Task instructions — Copy the material below line for line, keeping every character the same.

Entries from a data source
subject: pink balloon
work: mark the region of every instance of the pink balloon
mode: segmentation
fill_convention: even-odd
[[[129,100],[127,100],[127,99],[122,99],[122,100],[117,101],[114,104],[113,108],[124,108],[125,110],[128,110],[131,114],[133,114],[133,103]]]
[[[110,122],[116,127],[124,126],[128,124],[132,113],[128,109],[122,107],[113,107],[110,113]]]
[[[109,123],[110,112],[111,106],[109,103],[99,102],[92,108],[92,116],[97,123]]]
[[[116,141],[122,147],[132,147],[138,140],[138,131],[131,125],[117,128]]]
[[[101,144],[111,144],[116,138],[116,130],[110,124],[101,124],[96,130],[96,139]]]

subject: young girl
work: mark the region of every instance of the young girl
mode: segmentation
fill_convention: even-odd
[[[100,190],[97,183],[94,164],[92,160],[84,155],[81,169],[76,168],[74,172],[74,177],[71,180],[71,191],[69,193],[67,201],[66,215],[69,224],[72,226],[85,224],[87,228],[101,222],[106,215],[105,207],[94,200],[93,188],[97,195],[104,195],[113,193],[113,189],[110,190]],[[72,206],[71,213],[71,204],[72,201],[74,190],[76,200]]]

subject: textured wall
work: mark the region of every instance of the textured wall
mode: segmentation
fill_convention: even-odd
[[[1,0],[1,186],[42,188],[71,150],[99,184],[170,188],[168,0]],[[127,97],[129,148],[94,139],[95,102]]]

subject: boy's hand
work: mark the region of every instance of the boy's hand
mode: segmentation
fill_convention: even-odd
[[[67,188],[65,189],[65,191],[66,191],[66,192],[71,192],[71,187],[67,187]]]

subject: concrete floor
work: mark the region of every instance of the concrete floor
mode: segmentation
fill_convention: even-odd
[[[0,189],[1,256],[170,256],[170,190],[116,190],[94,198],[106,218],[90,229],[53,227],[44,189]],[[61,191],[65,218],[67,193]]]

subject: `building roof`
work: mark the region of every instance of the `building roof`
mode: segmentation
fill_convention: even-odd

Solved exercise —
subject: pink balloon
work: mark the region of every instance of the pink balloon
mode: segmentation
fill_convention: even-odd
[[[129,100],[127,100],[127,99],[122,99],[122,100],[117,101],[114,104],[113,108],[124,108],[125,110],[128,110],[131,114],[133,114],[133,103]]]
[[[110,122],[116,127],[124,126],[128,124],[132,113],[128,109],[122,107],[113,107],[110,113]]]
[[[109,123],[110,112],[111,106],[109,103],[99,102],[92,108],[92,116],[97,123]]]
[[[116,141],[122,147],[132,147],[138,140],[138,131],[131,125],[117,128]]]
[[[101,144],[111,144],[116,138],[116,130],[110,124],[101,124],[96,130],[96,139]]]

subject: young girl
work: mark the region of every instance of the young girl
mode: segmentation
fill_convention: even-odd
[[[100,190],[97,183],[94,164],[92,160],[84,155],[81,169],[76,168],[74,172],[74,177],[71,180],[71,191],[69,193],[67,201],[66,215],[69,224],[72,226],[85,224],[87,228],[101,222],[106,215],[105,207],[94,200],[93,188],[97,195],[104,195],[113,193],[113,189],[110,190]],[[72,206],[71,213],[71,204],[72,201],[74,190],[76,200]]]

subject: textured wall
work: mark the region of every instance of the textured wall
mode: segmentation
fill_convention: even-odd
[[[1,0],[1,186],[42,188],[71,150],[99,184],[170,188],[168,0]],[[127,97],[129,148],[94,139],[95,102]]]

subject: boy's hand
work: mark the region of every instance of the boy's hand
mode: segmentation
fill_convention: even-odd
[[[67,188],[65,189],[65,191],[66,191],[66,192],[71,192],[71,187],[67,187]]]

subject: concrete floor
work: mark the region of every instance of the concrete floor
mode: segmentation
fill_convention: even-odd
[[[0,189],[1,256],[170,256],[170,190],[116,190],[94,198],[106,218],[90,229],[53,227],[44,189]],[[61,191],[65,218],[67,193]]]

subject: `building roof`
work: mark the region of every instance of the `building roof`
mode: segmentation
fill_convention: even-odd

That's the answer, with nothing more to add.